WRITTEN EXERCISE: Reproduce the following material line for line, without any alteration, and leave the image out of your reproduction.

☆ ☆ ☆ ☆ ☆

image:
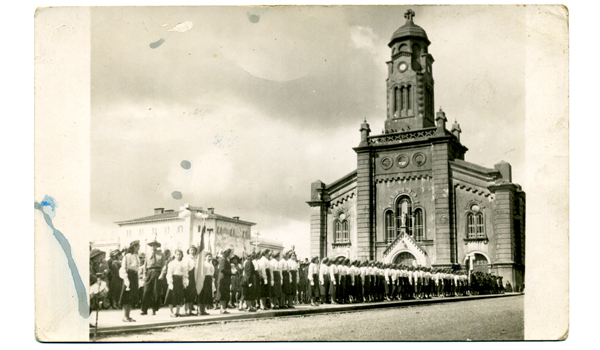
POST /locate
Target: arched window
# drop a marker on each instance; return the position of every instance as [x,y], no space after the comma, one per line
[338,231]
[390,230]
[345,233]
[404,215]
[416,57]
[480,263]
[419,226]
[405,258]
[475,222]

☆ ☆ ☆ ☆ ☆

SOLVED PROBLEM:
image:
POST /locate
Target: arched window
# drop a marker on each instance; return the position of every instance as [x,y], no space after the comma, one per line
[338,231]
[390,230]
[345,233]
[404,215]
[416,57]
[480,263]
[419,226]
[405,258]
[475,222]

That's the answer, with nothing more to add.